### Stored rows

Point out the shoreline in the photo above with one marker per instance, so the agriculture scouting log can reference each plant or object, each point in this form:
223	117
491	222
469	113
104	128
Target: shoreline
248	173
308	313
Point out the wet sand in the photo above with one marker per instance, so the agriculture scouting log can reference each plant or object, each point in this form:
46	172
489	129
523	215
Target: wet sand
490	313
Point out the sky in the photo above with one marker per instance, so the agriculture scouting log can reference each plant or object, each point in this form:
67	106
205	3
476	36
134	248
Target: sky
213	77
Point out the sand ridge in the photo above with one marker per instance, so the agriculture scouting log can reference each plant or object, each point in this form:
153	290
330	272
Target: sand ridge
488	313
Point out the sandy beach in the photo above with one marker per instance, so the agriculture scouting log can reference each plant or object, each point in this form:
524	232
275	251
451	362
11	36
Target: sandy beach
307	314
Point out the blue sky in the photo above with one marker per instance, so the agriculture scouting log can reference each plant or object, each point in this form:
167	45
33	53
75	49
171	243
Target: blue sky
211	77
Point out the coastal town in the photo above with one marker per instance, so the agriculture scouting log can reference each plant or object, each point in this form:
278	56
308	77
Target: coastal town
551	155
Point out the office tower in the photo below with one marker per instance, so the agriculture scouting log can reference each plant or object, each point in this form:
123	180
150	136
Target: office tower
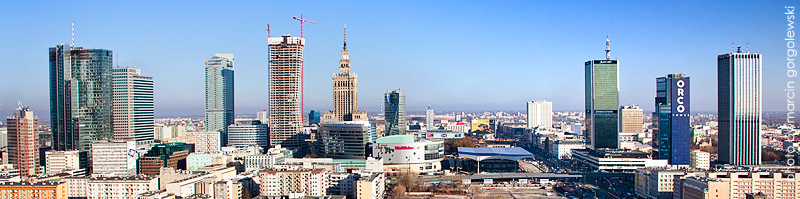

### Given problem
Switch every "office tower" to "apartment block" in the stretch from the line containing "Point out the office" through the end of the items, and give that stretch back otherwise unchanged. Leave the picture out of the answer.

### Final answer
Point out the apartment block in the photo below with one marker per instance, so the agriculture scouting log can reference each plant or object, each point in this form:
123	180
150	136
Target: apartment block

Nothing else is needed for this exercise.